** start RECORDS FOR THIS EXERCISE **

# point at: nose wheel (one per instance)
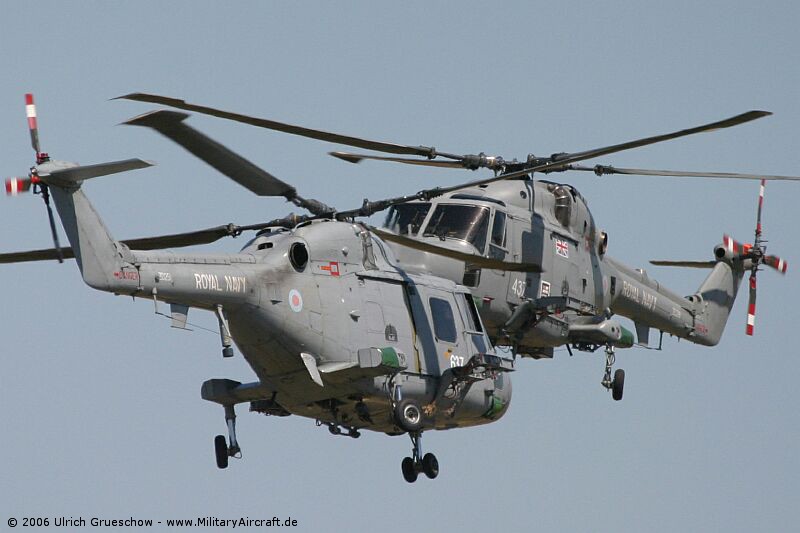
(617, 384)
(417, 463)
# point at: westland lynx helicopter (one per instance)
(570, 297)
(333, 325)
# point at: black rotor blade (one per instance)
(367, 144)
(477, 260)
(563, 161)
(720, 124)
(171, 125)
(357, 158)
(601, 170)
(687, 264)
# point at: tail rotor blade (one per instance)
(46, 196)
(760, 206)
(30, 112)
(15, 186)
(777, 263)
(751, 306)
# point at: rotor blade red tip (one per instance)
(751, 306)
(30, 112)
(777, 263)
(14, 186)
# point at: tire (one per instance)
(618, 384)
(408, 414)
(430, 465)
(409, 470)
(221, 451)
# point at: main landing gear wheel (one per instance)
(430, 465)
(618, 384)
(409, 469)
(221, 451)
(408, 415)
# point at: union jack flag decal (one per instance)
(562, 248)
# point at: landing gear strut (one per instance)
(412, 466)
(222, 449)
(617, 384)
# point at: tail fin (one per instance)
(714, 300)
(96, 252)
(98, 255)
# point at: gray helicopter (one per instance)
(338, 330)
(570, 297)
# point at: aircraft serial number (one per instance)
(518, 288)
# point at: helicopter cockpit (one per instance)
(462, 222)
(469, 223)
(406, 219)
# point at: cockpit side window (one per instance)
(464, 222)
(444, 324)
(563, 205)
(499, 229)
(405, 219)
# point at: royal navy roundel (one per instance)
(295, 300)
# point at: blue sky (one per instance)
(99, 398)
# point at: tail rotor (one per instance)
(15, 186)
(757, 254)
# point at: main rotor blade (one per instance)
(160, 242)
(687, 264)
(357, 158)
(561, 162)
(478, 260)
(367, 144)
(601, 170)
(171, 125)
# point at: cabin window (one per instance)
(499, 229)
(563, 205)
(444, 325)
(405, 219)
(498, 237)
(468, 223)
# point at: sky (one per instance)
(100, 400)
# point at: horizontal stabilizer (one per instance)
(687, 264)
(72, 175)
(176, 240)
(477, 260)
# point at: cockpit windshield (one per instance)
(406, 218)
(465, 222)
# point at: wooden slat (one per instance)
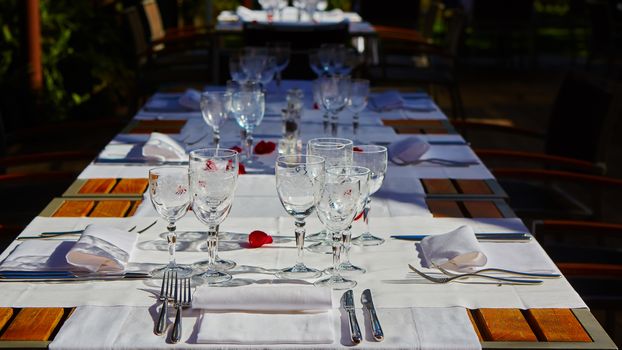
(473, 186)
(444, 209)
(135, 205)
(33, 324)
(556, 325)
(503, 325)
(97, 186)
(131, 186)
(482, 209)
(76, 208)
(114, 209)
(474, 324)
(5, 315)
(439, 186)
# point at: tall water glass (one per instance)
(213, 177)
(336, 209)
(299, 183)
(248, 109)
(374, 158)
(168, 189)
(215, 107)
(361, 174)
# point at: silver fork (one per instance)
(468, 275)
(165, 294)
(183, 298)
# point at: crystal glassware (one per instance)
(374, 158)
(215, 108)
(299, 183)
(361, 174)
(248, 109)
(336, 152)
(336, 209)
(334, 93)
(168, 189)
(213, 177)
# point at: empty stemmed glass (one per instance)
(213, 177)
(248, 107)
(359, 93)
(336, 152)
(215, 107)
(336, 209)
(334, 92)
(299, 183)
(374, 158)
(361, 174)
(168, 189)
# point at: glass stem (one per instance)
(249, 146)
(212, 245)
(366, 216)
(300, 240)
(336, 253)
(171, 239)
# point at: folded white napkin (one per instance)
(191, 99)
(272, 298)
(408, 149)
(102, 248)
(39, 255)
(163, 147)
(265, 315)
(455, 250)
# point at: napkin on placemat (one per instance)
(265, 315)
(191, 99)
(455, 250)
(408, 149)
(102, 248)
(162, 146)
(38, 255)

** end RECORDS FOR THIS EXERCISE **

#### [DIRECTIVE]
Copy out every line above word for word, leaving the pictures out of your answer.

#### [EXERCISE RESPONSE]
# point at: nose wheel (one per instance)
(617, 384)
(417, 463)
# point at: westland lynx helicopter (one per instance)
(570, 297)
(333, 325)
# point at: black rotor blade (one per instance)
(367, 144)
(477, 260)
(563, 161)
(720, 124)
(171, 125)
(357, 158)
(601, 170)
(687, 264)
# point at: tail rotor blade (one per instance)
(46, 196)
(760, 206)
(30, 112)
(15, 186)
(777, 263)
(751, 306)
# point at: rotor blade red tip (one per instance)
(751, 306)
(30, 112)
(777, 263)
(14, 186)
# point at: tire (one per instance)
(618, 384)
(408, 414)
(430, 465)
(409, 470)
(221, 451)
# point at: main landing gear wheel (one per instance)
(430, 465)
(618, 384)
(409, 469)
(221, 451)
(408, 415)
# point at: union jack flag decal (one per instance)
(562, 248)
# point at: landing gear strut (one per instance)
(412, 466)
(222, 449)
(617, 384)
# point at: tail fin (one per instance)
(714, 300)
(96, 252)
(98, 255)
# point at: gray helicopter (one per instance)
(338, 330)
(570, 297)
# point at: aircraft serial number (one per instance)
(518, 288)
# point at: helicopter cockpit (one per instance)
(462, 222)
(469, 223)
(406, 219)
# point at: cockpit side window (one per instance)
(464, 222)
(444, 324)
(563, 205)
(499, 229)
(405, 219)
# point at: royal navy roundel (one per instance)
(295, 300)
# point at: blue sky (one per instance)
(99, 398)
# point at: tail rotor (one per instance)
(15, 186)
(757, 254)
# point at: main rotor blade (one per instance)
(160, 242)
(687, 264)
(357, 158)
(561, 162)
(478, 260)
(367, 144)
(601, 170)
(171, 125)
# point at: cabin window (one per instance)
(499, 229)
(563, 205)
(444, 325)
(405, 219)
(498, 237)
(468, 223)
# point at: sky (one per instance)
(100, 400)
# point at: horizontal stabilizer (one per instance)
(687, 264)
(72, 175)
(176, 240)
(477, 260)
# point at: cockpit windshield (one per instance)
(406, 218)
(465, 222)
# point at: wooden slat (one per instance)
(473, 186)
(444, 209)
(135, 205)
(33, 324)
(556, 325)
(503, 325)
(97, 186)
(131, 186)
(482, 209)
(76, 208)
(114, 209)
(474, 324)
(5, 315)
(439, 186)
# point at: tall water glass (one per instance)
(213, 177)
(336, 209)
(299, 183)
(248, 109)
(374, 158)
(168, 189)
(215, 107)
(361, 174)
# point at: silver fork (one per instance)
(468, 275)
(165, 294)
(183, 298)
# point at: crystal glassware (one per instance)
(374, 158)
(215, 108)
(299, 183)
(361, 174)
(248, 109)
(336, 152)
(336, 209)
(334, 93)
(168, 189)
(213, 177)
# point at: empty stemmed glass (one per instance)
(213, 177)
(248, 107)
(359, 93)
(336, 152)
(215, 107)
(336, 209)
(334, 92)
(299, 183)
(374, 158)
(361, 174)
(168, 189)
# point at: glass stem (one per instance)
(249, 146)
(212, 245)
(366, 216)
(300, 240)
(336, 253)
(171, 239)
# point at: folded white napkin (one per instance)
(191, 99)
(272, 298)
(408, 149)
(102, 248)
(39, 255)
(163, 147)
(265, 315)
(455, 250)
# point at: napkin on placemat (one per instance)
(265, 315)
(191, 99)
(455, 250)
(408, 149)
(102, 248)
(162, 146)
(38, 255)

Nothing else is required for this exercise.